■ What this task involves
According to the essay about a son's first day of kindergarten, at what time and on what date was Lyric born?

■ Excerpt to read
Our son, Lyric, clings to my wife’s pant leg as we enter the classroom. There are a few other children already working away on their first kindergarten assignment. It’s an easy one — just a coloring page.
After about a minute, we convince Lyric to sit down in his assigned seat. It’s his first desk on his first real school day. He eyes the assignment in front of him; it’s an outline of a boy, with the names of a few colors, corresponding to different parts of the drawing.
“Do you know what color to use for this?” I ask, pointing to the boy’s hat.
Lyric takes a quick look at the word and then flashes a quick smile.
And with that, he grabs a red crayon and gets to work.
Jess chokes back tears as we leave the classroom. We blinked — and five years passed. Our son, our baby boy, is a kindergartner.
After more than a decade working in community journalism, I’ve covered my share of first days of school. I’ve interviewed everyone from new kindergartners to graduating seniors. I’ve sat at plenty of boo-hoo breakfasts and watched as parents consoled one another. I’ve judged school speech contests and spoken at dozens of career days.
But, none of it prepared me for the reality of watching our first child start his school career. Especially when the minutia of the day he was born are preserved so accurately, so strikingly familiar, in my mind.
It was 4:30 a.m. April 26, 2008, when a panicked Jess startled me awake.
“Mike!” she gasped.
At first, I thought she had heard a burglar. We were still five-and-one-half weeks from Lyric’s due date. Surely, it couldn’t be pregnancy-related.
“I think my water broke!”
In an instant, I shot straight out of bed and into a pair of shorts, socks and shoes. I’m not sure my feet ever hit the carpet.
“OK! OK! OK! OK-OK-OK-OK!” I stuttered, flipping on every light switch I could find. I grabbed my phone to call our doctor and paced wildly around the house to shrug off the slumber.
The roads were empty on the way to the hospital. We were whisked from the emergency room to the delivery wing and, after a quick phone call to our doctor, the nurse turned to us.
“Hear that?” she asked. “You’re going to have this baby today!”
Two hours later, at 6:47 a.m. April 26, 2008, we welcomed Lyric David Eng into the world. At 5 pounds, 10 ounces, and 19 inches long, he was a tiny thing. But, with strong lungs and a determined spirit, he made it out of the special-care nursery in record time.
Five years ago, we felt incredibly unprepared. We learned as we went — how to swaddle, how to wash bottles, how to best wrap-up a dirty diaper. From day one, he has taught us how to be parents. Jess and I flew by our pants seats the entire time, exhausted, amazed.
We blinked, and here we are, with a 5-year-old genius, who, at just 18 months old, knew the planets in order of distance from the sun. This summer, we began teaching him addition, subtraction and even multiplication. Lyric loves monkeys, the color orange and, of course, Angry Birds. He wants to play the tuba, because it’s the largest instrument he’s ever seen, and he wants to travel to Washington State, simply because it is so far away.
And today, we now understand why he came bounding into this world so early. In doing so, he gave us five-and-one-half more weeks with him, before we sat him at his desk on his first day of school.

Records taken from a dataset
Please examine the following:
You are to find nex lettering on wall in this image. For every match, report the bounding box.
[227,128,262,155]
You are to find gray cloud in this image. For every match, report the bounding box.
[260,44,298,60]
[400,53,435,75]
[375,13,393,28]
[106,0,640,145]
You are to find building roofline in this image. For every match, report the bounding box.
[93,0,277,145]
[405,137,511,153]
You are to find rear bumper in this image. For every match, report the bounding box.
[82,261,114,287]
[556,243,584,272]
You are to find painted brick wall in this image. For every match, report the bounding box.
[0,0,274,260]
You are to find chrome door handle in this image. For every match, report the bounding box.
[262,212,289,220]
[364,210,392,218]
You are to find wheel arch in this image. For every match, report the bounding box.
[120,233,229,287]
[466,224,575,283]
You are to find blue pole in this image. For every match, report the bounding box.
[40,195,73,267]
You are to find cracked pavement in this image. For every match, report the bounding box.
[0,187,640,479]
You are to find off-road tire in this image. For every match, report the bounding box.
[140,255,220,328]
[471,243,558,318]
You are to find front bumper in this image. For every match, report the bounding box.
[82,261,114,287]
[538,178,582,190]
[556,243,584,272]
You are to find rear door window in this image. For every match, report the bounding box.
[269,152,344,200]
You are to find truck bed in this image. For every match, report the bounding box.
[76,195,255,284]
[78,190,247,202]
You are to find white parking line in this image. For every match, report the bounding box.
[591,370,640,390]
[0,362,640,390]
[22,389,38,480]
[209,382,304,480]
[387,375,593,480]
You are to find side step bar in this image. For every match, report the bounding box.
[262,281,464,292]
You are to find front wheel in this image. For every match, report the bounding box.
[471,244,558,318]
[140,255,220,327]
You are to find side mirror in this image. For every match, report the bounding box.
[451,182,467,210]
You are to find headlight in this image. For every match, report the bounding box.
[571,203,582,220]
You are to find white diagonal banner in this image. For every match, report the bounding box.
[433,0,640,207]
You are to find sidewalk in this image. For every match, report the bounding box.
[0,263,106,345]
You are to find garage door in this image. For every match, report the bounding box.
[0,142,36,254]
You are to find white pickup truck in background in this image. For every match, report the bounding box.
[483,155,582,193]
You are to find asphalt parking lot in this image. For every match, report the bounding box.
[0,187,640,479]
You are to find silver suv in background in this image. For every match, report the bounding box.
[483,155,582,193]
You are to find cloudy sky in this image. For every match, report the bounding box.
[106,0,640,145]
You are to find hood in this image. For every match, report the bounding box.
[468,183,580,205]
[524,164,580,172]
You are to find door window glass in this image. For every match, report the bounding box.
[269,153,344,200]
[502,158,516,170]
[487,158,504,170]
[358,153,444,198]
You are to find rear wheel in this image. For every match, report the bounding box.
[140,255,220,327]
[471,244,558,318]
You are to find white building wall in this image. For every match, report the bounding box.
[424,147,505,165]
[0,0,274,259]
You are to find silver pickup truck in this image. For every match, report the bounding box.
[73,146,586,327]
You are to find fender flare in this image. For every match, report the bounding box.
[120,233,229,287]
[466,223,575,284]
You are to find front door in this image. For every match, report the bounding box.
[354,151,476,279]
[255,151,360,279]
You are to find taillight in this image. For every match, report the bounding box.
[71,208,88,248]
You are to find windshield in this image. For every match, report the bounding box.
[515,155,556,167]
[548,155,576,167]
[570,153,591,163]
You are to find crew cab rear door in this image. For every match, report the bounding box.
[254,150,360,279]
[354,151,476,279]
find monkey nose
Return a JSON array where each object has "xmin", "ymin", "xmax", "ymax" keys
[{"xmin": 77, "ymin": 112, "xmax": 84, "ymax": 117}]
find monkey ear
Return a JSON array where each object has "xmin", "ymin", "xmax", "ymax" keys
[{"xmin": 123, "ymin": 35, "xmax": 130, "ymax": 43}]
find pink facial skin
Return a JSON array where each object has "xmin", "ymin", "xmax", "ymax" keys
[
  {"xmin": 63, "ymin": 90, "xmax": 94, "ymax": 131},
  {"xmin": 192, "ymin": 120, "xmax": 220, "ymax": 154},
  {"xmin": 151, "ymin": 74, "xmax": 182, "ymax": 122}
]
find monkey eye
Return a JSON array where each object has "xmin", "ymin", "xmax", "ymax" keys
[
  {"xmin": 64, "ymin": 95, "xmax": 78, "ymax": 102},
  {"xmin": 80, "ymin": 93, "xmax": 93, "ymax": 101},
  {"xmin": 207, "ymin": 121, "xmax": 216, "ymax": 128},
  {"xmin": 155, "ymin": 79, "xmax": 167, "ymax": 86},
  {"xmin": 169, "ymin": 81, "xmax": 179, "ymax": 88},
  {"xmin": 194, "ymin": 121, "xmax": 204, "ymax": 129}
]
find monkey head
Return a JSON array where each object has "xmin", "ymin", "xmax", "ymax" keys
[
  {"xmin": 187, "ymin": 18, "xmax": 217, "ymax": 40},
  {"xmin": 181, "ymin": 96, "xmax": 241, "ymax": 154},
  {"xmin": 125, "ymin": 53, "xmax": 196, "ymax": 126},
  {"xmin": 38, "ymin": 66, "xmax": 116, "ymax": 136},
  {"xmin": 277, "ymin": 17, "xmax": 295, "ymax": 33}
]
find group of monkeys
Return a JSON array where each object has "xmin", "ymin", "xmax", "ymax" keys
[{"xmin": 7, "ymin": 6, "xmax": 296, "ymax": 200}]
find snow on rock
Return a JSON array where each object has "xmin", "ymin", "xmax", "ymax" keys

■ Result of this exercise
6:47 a.m. on April 26, 2008.